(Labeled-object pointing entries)
____________

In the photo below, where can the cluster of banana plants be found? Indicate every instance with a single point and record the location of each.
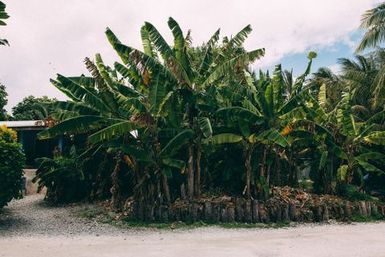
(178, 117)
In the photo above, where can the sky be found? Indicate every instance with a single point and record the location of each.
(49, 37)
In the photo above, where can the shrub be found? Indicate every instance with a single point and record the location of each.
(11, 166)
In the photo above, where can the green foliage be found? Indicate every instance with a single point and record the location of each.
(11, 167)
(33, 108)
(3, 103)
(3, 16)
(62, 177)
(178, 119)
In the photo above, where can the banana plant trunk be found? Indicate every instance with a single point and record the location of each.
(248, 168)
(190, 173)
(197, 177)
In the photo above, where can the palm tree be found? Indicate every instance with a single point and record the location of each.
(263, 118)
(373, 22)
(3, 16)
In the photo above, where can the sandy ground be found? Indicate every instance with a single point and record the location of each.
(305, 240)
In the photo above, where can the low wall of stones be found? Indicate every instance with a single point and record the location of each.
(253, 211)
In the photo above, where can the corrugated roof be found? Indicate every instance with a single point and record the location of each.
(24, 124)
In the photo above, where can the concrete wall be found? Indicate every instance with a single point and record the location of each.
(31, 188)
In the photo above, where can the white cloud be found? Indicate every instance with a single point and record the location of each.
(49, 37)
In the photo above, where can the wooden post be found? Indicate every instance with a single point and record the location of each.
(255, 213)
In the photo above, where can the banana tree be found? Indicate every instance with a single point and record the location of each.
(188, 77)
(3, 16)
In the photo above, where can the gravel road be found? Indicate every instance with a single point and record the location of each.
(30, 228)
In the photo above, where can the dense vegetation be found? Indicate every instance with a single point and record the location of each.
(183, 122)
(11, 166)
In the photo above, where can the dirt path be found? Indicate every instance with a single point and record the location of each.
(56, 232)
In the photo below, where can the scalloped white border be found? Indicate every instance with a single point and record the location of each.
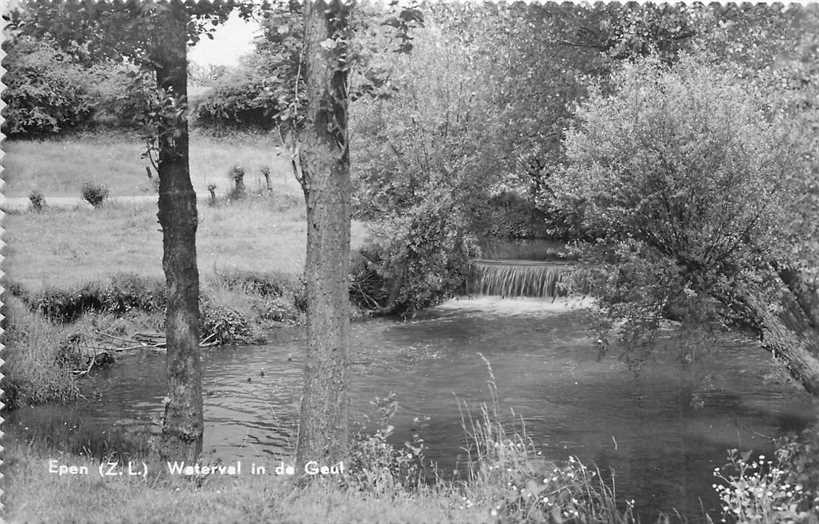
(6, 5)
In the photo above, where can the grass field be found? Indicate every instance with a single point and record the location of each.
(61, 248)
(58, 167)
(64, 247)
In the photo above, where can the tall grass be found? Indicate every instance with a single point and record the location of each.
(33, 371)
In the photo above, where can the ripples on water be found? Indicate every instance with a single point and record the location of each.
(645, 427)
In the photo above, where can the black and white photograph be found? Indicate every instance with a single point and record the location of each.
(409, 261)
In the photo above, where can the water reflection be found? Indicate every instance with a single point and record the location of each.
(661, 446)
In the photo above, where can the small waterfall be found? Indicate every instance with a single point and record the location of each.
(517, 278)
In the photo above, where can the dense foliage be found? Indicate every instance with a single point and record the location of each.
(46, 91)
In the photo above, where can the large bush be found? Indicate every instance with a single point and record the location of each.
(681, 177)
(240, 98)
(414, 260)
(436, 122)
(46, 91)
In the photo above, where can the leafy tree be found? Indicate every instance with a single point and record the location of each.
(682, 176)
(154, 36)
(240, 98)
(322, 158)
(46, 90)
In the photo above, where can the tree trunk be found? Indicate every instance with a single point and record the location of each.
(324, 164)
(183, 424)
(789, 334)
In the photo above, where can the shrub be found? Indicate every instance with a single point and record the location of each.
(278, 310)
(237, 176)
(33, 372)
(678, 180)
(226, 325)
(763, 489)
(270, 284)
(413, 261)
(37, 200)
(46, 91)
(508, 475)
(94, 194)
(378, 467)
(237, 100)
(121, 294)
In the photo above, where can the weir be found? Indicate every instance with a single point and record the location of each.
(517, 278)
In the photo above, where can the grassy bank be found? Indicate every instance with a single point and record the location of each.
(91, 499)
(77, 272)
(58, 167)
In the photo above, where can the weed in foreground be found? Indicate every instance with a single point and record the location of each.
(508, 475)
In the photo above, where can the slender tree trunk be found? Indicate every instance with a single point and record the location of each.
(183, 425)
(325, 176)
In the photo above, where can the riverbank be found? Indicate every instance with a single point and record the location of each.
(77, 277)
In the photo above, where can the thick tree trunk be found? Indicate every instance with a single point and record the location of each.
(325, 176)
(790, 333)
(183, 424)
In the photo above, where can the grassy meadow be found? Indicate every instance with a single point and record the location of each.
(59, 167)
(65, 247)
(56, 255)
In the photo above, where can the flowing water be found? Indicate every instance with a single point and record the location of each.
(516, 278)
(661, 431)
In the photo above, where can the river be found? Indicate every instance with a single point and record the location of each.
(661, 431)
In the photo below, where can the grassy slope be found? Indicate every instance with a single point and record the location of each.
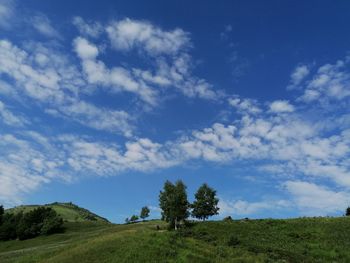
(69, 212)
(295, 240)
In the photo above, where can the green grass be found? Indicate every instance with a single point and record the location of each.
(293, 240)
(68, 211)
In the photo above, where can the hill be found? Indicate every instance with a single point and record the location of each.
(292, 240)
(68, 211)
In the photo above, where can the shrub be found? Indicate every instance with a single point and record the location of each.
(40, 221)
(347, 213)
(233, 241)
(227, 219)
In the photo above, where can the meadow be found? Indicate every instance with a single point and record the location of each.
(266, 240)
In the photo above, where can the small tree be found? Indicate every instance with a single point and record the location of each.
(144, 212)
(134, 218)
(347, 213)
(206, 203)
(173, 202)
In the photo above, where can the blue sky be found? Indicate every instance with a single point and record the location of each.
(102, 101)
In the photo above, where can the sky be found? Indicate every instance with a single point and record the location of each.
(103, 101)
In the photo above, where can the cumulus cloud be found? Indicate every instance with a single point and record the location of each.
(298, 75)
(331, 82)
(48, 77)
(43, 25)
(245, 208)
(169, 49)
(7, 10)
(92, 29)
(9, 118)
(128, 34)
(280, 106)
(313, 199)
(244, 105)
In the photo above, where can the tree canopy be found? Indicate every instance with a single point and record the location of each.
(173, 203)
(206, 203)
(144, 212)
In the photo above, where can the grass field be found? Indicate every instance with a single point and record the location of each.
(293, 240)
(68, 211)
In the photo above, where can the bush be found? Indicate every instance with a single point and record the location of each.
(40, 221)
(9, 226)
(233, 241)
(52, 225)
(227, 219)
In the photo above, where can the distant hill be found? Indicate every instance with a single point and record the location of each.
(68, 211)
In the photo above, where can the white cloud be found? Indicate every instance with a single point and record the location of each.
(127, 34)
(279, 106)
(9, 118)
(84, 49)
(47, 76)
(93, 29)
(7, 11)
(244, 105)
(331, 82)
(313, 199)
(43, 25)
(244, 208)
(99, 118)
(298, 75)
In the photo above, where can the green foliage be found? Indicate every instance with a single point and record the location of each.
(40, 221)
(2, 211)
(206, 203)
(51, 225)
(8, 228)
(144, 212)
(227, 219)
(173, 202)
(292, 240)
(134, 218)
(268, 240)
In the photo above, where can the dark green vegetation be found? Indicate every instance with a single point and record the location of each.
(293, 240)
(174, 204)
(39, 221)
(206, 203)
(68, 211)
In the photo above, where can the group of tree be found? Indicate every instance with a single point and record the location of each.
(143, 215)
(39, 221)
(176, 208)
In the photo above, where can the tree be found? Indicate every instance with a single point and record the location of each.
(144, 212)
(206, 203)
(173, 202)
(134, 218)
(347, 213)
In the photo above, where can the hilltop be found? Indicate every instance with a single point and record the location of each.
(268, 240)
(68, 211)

____________

> Prompt:
Take the lines above from the one holding "In the photo above, where can the dark" to the last and output them exactly.

> Exercise response:
In the photo above, where can the dark green vegetation be found? Indicate every instance with a single point and record the location of each.
(293, 240)
(174, 204)
(39, 221)
(206, 203)
(68, 211)
In the photo above, where can the group of tree be found? Indicate every instance with a single point and record the location of each.
(143, 215)
(39, 221)
(176, 208)
In the photo above, where can the tree be found? Indicate every instance with a single point and record the location of each.
(144, 212)
(206, 203)
(173, 202)
(134, 218)
(347, 213)
In the photo above, where can the hilltop be found? Indicate every instance with a single point and record the location of each.
(268, 240)
(68, 211)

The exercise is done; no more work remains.